下に示すレトルト食品電磁誘導加熱装置の特許明細書を、最後の文に続けて書き進めてください。

== 提供された抜粋

説明

レトルト食品電磁誘導加熱装置

【課題】金属箔を含む包装材に食品を収容したレトルト食品を効率よく加熱する。
【解決手段】ユーザは、蓋部(2)を開き、レトルト食品(R)を凹部(1a)に置いて、蓋部(2)を閉じ、所望の温度にダイヤル(8d)を設定し、ボタン(8b)を押す。誘導加熱制御装置(7)は、ボタン(8b)が押されたことを検知したら、電磁誘導加熱コイル(3)(4)に20kHz〜100kHzの高周波電流を流す。誘導加熱制御装置7は、温度センサ(5)(6)により温度を検知しながら加熱し、ダイヤル(8d)で設定された温度になるとブザー(9)を鳴らす。
【効果】レトルト食品(r)の包装材に含まれる金属箔に渦電流が流れてジュール熱を発生し、レトルト食品(R)の内容物を効率よく加熱することが出来る。

【発明の詳細な説明】
【技術分野】
【0001】
本発明は、レトルト食品電磁誘導加熱装置に関し、さらに詳しくは、金属箔を含む包装材に食品を収容したレトルト食品を効率よく加熱することが出来るレトルト食品電磁誘導加熱装置に関する。
【背景技術】
【0002】
従来、電熱ヒーターで100℃程度に熱した板をレトルト食品の袋に押し当ててレトルト食品を加熱するレトルト食品加熱器が知られている(例えば、特許文献1参照。)。
他方、加圧しながら遠赤外線ヒーターまたはマグネトロンでレトルト食品を加熱するレトルト食品用加熱調理装置が知られている(例えば、特許文献2参照。)。
【特許文献1】特開平10−328033号公報([0014])
【特許文献2】特開2006−68437号公報([0019])
【発明の開示】
【発明が解決しようとする課題】
【0003】
上記従来のレトルト食品加熱器では、電熱ヒーターの熱を板および袋を介してレトルト食品の内容物に伝導する間接的な加熱方法であり、加熱効率が悪い問題点がある。
他方、上記従来のレトルト食品用加熱調理装置では、遠赤外線が金属箔で反射されたり、マイクロ波が金属箔で阻止されるため、金属箔を含む包装材に食品を収容したレトルト食品をうまく加熱できない問題点がある。
そこで、本発明の目的は、金属箔を含む包装材に食品を収容したレトルト食品を効率よく加熱することが出来るレトルト食品電磁誘導加熱装置を提供することにある。

====
== データ抜粋

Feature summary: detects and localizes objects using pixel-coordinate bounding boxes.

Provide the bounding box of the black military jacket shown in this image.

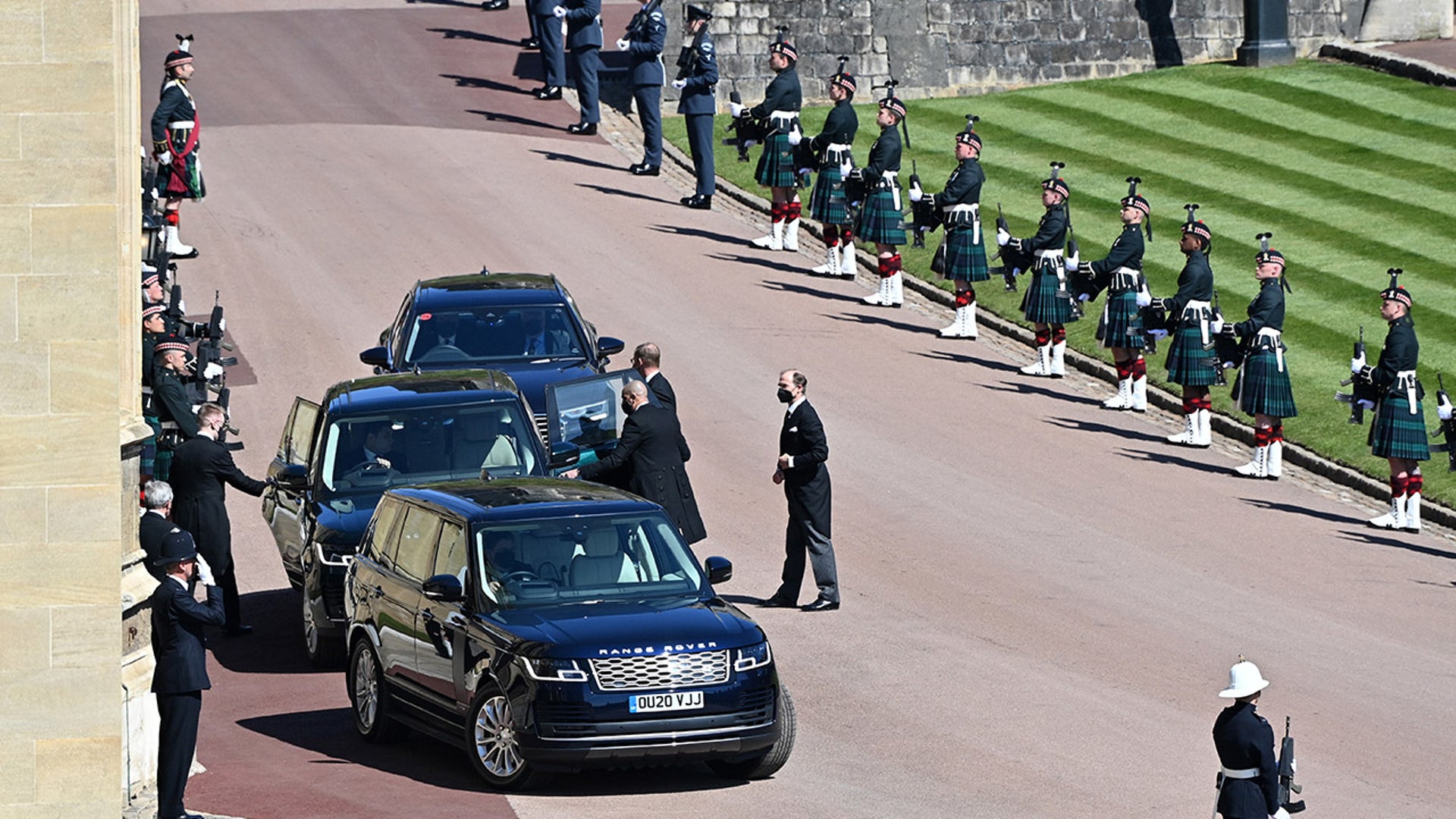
[750,63,804,120]
[810,99,859,153]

====

出力例.
【課題を解決するための手段】
【0004】
第1の観点では、本発明は、金属箔を含む包装材に食品を収容したレトルト食品を置くためのレトルト食品用空間と、前記レトルト食品用空間に近接して設置された電磁誘導加熱コイルと、前記前記レトルト食品用空間に置かれたレトルト食品の温度を検知するための温度センサと、前記温度センサで検知した温度が所定の上限温度を超えないように前記電磁誘導加熱コイルによる前記レトルト食品を電磁誘導加熱する誘導加熱制御手段とを具備したことを特徴とするレトルト食品電磁誘導加熱調理装置を提供する。
上記第1の観点によるレトルト食品電磁誘導加熱装置では、電磁誘導加熱コイルによって包装材の金属箔に渦電流を発生させ、金属箔を発熱させて内容物を加熱する。これにより、金属箔を含む包装材に食品を収容したレトルト食品を効率よく加熱することが出来る。
【0005】
第2の観点では、本発明は、前記第1の観点によるレトルト食品電磁誘導加熱調理装置において、前記包装材の縁部を異常加熱せず且つ袋部を加熱するように前記電磁誘導加熱コイルを設置したことを特徴とするレトルト食品電磁誘導加熱調理装置を提供する。
上記第2の観点によるレトルト食品電磁誘導加熱装置では、包装材の縁部を異常加熱せず、袋部を加熱するように電磁誘導加熱コイルを設置した。これにより、内容物の加熱に寄与しない縁部の無駄な温度上昇を回避できる。
【0006】
第3の観点では、本発明は、前記第1または前記第2の観点によるレトルト食品電磁誘導加熱調理装置において、前記電磁誘導加熱コイルが、渦巻き状コイルであることを特徴とするレトルト食品電磁誘導加熱調理装置を提供する。
上記第3の観点によるレトルト食品電磁誘導加熱装置では、電磁誘導加熱コイルを包装材の表面にほぼ沿った外形形状や凹凸形状にすることが出来る。
【0007】
第4の観点では、本発明は、前記第3の観点によるレトルト食品電磁誘導加熱調理装置において、前記レトルト食品用空間を挟むように2以上の渦巻き状コイルを設置したことを特徴とするレトルト食品電磁誘導加熱調理装置を提供する。
上記第4の観点によるレトルト食品電磁誘導加熱装置では、レトルト食品を挟んで両面から加熱することが出来るので、加熱時間を短縮できる。
【0008】
第5の観点では、本発明は、前記第1の観点によるレトルト食品電磁誘導加熱調理装置において、前記電磁誘導加熱コイルが、ソレノイド状コイルであることを特徴とするレトルト食品電磁誘導加熱調理装置を提供する。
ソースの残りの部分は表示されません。